[Stored data entries]
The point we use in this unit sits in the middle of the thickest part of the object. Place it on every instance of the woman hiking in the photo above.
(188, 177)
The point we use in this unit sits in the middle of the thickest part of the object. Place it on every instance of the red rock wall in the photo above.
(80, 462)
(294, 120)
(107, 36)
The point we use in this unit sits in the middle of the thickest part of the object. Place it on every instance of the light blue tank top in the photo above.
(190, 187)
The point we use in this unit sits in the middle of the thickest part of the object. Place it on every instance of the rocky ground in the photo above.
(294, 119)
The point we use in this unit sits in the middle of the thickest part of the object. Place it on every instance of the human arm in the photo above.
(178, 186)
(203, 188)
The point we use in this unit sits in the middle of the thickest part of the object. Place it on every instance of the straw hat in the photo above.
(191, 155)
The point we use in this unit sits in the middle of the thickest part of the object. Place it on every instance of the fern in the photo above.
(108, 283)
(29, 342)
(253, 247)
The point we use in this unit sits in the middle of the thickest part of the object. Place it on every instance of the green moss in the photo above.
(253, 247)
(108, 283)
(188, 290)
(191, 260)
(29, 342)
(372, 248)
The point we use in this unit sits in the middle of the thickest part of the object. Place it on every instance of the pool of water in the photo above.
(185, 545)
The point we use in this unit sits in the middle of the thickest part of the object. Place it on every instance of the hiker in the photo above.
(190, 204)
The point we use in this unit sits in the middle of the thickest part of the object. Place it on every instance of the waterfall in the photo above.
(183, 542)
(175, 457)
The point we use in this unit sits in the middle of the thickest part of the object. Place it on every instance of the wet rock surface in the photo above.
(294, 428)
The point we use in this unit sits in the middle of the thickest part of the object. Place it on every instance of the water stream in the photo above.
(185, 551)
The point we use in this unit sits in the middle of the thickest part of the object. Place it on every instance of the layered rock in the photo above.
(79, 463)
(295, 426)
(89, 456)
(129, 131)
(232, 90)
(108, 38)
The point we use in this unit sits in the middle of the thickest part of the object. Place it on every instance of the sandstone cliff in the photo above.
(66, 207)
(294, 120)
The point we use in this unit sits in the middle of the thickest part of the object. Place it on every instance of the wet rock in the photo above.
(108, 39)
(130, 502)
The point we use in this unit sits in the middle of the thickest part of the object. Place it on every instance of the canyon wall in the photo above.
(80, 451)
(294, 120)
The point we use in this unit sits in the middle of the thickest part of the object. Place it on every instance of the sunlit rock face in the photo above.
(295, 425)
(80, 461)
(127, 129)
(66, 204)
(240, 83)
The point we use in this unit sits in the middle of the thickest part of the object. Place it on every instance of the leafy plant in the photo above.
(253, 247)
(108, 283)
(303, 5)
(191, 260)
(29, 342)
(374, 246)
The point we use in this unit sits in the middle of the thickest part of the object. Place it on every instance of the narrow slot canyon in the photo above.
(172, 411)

## What is required
Would you give again, word for word, every line from the one with "hiker in the photo above." through the final line of the listing above?

## Solved problem
The point we use in this unit sits in the middle of the thickest part of the object. Place it on every instance of the hiker in the photo above.
(190, 204)
The point we use in this unit sits in the middle of the thickest part of the object. Place it on every instance of the waterfall in the photo above.
(183, 542)
(175, 457)
The point we use in this unit sits in the middle of the thickest part of the object. Place it on every instance of the wet rock surface in the photo above.
(294, 428)
The point we use in this unit sits in the middle of the thickest part of the object. Place it on every instance of the water stream in the photo above.
(185, 551)
The point we use in this unit sits in the middle of the thickest part of the object. Place it on every instance of the layered rock in the photo above.
(79, 463)
(295, 426)
(89, 456)
(129, 131)
(232, 90)
(108, 38)
The point we use in this unit sits in the middle of the thickest part of the object. Place it on every instance of the sandstone cliff in the photo above.
(66, 207)
(294, 120)
The point we use in this unit sits in the middle of the thickest part of the object. Place it on every instance of the wet rock in the photo above.
(108, 39)
(130, 502)
The point we use in this unit sits in the middle of the thickest part of the object. Place it on every instance of the canyon wall in the photo above.
(80, 451)
(294, 120)
The point we use in this unit sits in the middle of the thickest part of the object. Place it on every instance of the sunlit rock face in the photo above.
(295, 425)
(80, 461)
(127, 129)
(66, 204)
(240, 83)
The point we use in this unit sits in the middle of the thickest part of the object. Place it on every instance of the leafy plant in the photo above.
(253, 247)
(108, 283)
(303, 5)
(191, 260)
(29, 342)
(374, 246)
The point we use in this unit sits in the middle of the thickest part of the object. Place it on every instance of the narrow slot canyon in the photo above.
(172, 411)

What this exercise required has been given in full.